_Excerpt:_
++++
Sunday, April 4, 2010
Is Joanna Newsom's latest album a two-hour love letter to Andy Samberg?
I had a feeling that Joanna Newsom was up to something big. However, I definitely wouldn’t have guessed that she would go and release a three disc album, two hour album. Joanna Newsom’s first album, The Milk-Eyed Mender, was a batch of exquisitely written and sometimes clumsily (though more often transcendently) performed pop songs, cute enough for the teenage girls to love and literate enough for bearded college students to write theses on. Two years later Joanna, made a big splash with her five song, nearly hour long Ys, on which her songs took on new orchestral arrangements, became mystical and weird in that “Incredible-String-Band-meets-Van-Dyke-Parks” (literally) way and taught listeners the differences amongst meteors, meteorites and meteoroids. She continues to evoke an abstract, ancient, American mythos on Have One On Me, an album that encompasses the styles of her first two records but also makes forays into some interesting new directions.
Have One On Me contains three six song discs, each that could stand alone on their own. The disc I listen to the most is the first. Although great, it contains impenetrably dense songs from start to finish. Have One On Me’s songs range from under two minutes in length to over eleven minutes. Disc one features “Good Intentions Paving Company,” and “Have One On Me,” perhaps the album’s best two tracks. Joanna Newsom composes great music, although for the first time, her writing is becoming a bit redundant.
++++
_Extracted entries:_
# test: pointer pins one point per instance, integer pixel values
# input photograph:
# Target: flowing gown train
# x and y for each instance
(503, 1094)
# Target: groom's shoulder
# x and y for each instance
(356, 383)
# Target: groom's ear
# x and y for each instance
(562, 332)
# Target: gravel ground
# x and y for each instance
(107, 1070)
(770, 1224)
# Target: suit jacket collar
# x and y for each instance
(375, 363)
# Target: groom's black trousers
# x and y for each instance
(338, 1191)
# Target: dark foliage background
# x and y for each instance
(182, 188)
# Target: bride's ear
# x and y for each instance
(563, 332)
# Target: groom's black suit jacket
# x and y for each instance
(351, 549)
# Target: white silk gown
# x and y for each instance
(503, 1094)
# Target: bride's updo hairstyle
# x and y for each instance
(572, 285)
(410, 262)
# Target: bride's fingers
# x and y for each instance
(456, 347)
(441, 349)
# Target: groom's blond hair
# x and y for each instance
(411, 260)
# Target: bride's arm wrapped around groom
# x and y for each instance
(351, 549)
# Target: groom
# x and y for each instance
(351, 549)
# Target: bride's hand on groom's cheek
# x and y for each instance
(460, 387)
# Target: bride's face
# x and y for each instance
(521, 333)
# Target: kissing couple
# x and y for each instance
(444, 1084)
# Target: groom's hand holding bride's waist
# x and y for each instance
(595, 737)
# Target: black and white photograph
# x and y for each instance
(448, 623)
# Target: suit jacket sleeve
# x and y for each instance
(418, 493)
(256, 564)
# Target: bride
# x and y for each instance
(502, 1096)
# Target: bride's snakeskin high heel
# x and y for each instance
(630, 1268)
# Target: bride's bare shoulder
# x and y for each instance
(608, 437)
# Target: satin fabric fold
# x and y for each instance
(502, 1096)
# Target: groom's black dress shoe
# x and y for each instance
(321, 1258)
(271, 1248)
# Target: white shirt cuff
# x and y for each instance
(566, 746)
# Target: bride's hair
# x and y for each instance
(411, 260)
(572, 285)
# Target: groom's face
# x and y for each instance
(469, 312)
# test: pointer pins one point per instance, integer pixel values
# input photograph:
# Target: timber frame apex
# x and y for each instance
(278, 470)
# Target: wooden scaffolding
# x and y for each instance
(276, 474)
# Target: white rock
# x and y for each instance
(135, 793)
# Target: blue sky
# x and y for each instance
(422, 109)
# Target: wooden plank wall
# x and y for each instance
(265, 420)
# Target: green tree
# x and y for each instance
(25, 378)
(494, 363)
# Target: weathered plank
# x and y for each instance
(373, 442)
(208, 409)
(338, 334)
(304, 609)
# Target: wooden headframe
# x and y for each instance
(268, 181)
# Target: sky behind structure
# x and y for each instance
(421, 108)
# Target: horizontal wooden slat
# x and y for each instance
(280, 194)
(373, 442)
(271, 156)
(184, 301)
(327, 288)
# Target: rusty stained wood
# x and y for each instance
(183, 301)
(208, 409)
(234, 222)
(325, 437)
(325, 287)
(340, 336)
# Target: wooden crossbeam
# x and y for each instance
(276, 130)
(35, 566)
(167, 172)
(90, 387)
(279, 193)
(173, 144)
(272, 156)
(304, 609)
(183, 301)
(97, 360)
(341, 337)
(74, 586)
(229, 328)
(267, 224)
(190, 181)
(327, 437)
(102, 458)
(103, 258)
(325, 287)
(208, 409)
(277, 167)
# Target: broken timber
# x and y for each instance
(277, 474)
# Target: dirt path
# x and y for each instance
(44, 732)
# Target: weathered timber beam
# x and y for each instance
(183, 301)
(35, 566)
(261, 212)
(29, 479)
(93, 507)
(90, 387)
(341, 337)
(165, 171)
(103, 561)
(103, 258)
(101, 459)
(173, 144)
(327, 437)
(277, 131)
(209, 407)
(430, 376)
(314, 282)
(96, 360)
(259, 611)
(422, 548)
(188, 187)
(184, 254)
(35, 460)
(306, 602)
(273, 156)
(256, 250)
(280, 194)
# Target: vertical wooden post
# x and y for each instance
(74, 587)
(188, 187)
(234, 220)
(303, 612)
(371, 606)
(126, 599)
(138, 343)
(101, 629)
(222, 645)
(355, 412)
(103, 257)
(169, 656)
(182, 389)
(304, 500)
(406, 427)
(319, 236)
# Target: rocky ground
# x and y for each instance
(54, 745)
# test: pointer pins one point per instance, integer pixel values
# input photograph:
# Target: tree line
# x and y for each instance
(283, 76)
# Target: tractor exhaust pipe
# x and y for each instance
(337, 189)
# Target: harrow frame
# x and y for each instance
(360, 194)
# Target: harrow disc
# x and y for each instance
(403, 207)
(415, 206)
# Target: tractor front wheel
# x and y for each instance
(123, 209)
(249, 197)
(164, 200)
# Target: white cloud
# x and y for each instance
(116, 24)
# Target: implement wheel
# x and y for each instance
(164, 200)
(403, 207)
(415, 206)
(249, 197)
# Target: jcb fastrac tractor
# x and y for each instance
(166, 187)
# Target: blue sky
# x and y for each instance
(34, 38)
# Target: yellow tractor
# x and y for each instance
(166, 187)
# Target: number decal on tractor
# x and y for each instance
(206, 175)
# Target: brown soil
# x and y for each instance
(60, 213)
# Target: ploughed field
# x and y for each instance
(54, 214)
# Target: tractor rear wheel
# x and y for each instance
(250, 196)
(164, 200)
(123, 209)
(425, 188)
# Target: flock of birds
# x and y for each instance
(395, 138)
++++
_What this exercise asks:_
- a) Translate this sentence from the album review into Spanish: "The disc I listen to the most is the first."
- b) Write out the album review word for word between "Have One On Me contains" and "a bit redundant.", inclusive.
- c) Answer these questions from the album review:
(i) What is the title of Joanna Newsom's first album?
(ii) How many songs does each disc of Have One On Me contain?
(iii) Which two tracks on disc one does the review call perhaps the album's best?

_Answers to the exercise:_
- a) El disco que más escucho es el primero.

- b)
Have One On Me contains three six song discs, each that could stand alone on their own. The disc I listen to the most is the first. Although great, it contains impenetrably dense songs from start to finish. Have One On Me’s songs range from under two minutes in length to over eleven minutes. Disc one features “Good Intentions Paving Company,” and “Have One On Me,” perhaps the album’s best two tracks. Joanna Newsom composes great music, although for the first time, her writing is becoming a bit redundant.

- c)
(i) The Milk-Eyed Mender
(ii) Six
(iii) "Good Intentions Paving Company" and "Have One On Me"